### Passage shown
The extra on-screen dimension gave exhibitors the chance to charge premium prices, even though the number of tickets sold did not head upwards in every Asian territory. The clearest examples of this divergence were in Hong Kong and South Korea.
In HK box office in the first six months of the year was up by 20% in revenue terms, but down by 2% in ticket numbers, according to data from the MPIA (香港電影協會). In Korea, using KOBIS (영화관입장권통합전산망) data, admissions were down 4% at 69.4 million tickets, but box office expressed in local currency was up 15% at ₩547 billion ($447 million).
While official half-year Japanese box office numbers are not in yet, 2010 figures seem to be on a par with 2009 numbers. However, Toho (東宝), Japan's leading distributor and exhibitor, reports that while admissions were only up 0.6% in the first six months, revenue climbed 7.7% to ¥25.1 billion ($283 million).

### Material
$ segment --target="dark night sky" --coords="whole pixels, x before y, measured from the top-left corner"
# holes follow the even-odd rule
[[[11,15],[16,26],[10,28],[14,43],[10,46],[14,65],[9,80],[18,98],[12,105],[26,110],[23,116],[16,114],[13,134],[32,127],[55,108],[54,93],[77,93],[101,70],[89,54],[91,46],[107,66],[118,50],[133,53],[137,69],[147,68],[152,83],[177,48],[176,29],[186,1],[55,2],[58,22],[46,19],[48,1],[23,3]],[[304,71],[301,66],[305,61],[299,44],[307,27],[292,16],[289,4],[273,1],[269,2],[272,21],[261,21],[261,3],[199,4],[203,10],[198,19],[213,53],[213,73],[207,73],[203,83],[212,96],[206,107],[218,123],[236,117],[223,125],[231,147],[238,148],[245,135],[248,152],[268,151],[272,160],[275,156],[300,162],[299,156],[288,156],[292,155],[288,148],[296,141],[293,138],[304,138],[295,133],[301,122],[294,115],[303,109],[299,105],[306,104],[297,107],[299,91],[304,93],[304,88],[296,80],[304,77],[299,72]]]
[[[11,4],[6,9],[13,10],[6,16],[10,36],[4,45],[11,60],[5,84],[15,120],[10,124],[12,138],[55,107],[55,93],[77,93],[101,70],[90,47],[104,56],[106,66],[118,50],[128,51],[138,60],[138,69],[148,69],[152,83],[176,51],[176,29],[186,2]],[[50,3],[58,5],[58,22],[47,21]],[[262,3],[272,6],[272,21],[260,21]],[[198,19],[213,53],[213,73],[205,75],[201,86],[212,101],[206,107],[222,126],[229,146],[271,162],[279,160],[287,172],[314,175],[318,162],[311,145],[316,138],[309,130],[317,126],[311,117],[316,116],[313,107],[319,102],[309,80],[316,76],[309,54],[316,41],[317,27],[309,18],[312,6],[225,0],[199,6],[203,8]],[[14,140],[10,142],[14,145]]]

### Task instructions
[1] Rewrite the passage on Asian box office from "In HK box office" through "billion ($447 million).", swapping "admissions" for "attendance".
[2] Keep writing the passage on Asian box office takings, picking up after its last sentence.

### Solved problems
[1]
In HK box office in the first six months of the year was up by 20% in revenue terms, but down by 2% in ticket numbers, according to data from the MPIA (香港電影協會). In Korea, using KOBIS (영화관입장권통합전산망) data, attendance were down 4% at 69.4 million tickets, but box office expressed in local currency was up 15% at ₩547 billion ($447 million).

[2]
The biggest growth story of the lot was China – again — where box office revenue doubled year-on-year. Revenue for Jan 1 – 27 June was an estimated RMB4.52 billion ($667 million) compared with RMB2.26 billion in the first half of 2009.
Avatar, earning RMB1.35 billion ($198 million) and making China the film's biggest territory outside of the US, accounted for 60% of the RMB2.26 billion increase. Premium price tickets for Alice In Wonderland (RMB220 million, $32 million) and Clash of The Titans (RMB167 million, $24.5 million), both in the top five, also helped lift the China BO total.
China Film Group boss Han Sanping (韓三平) said he maintained his prediction that the full year total will exceed RMB10 billion ($1.47 billion) compared with last year's RMB6.6 billion ($970 million). If anything, that estimate may now be conservative.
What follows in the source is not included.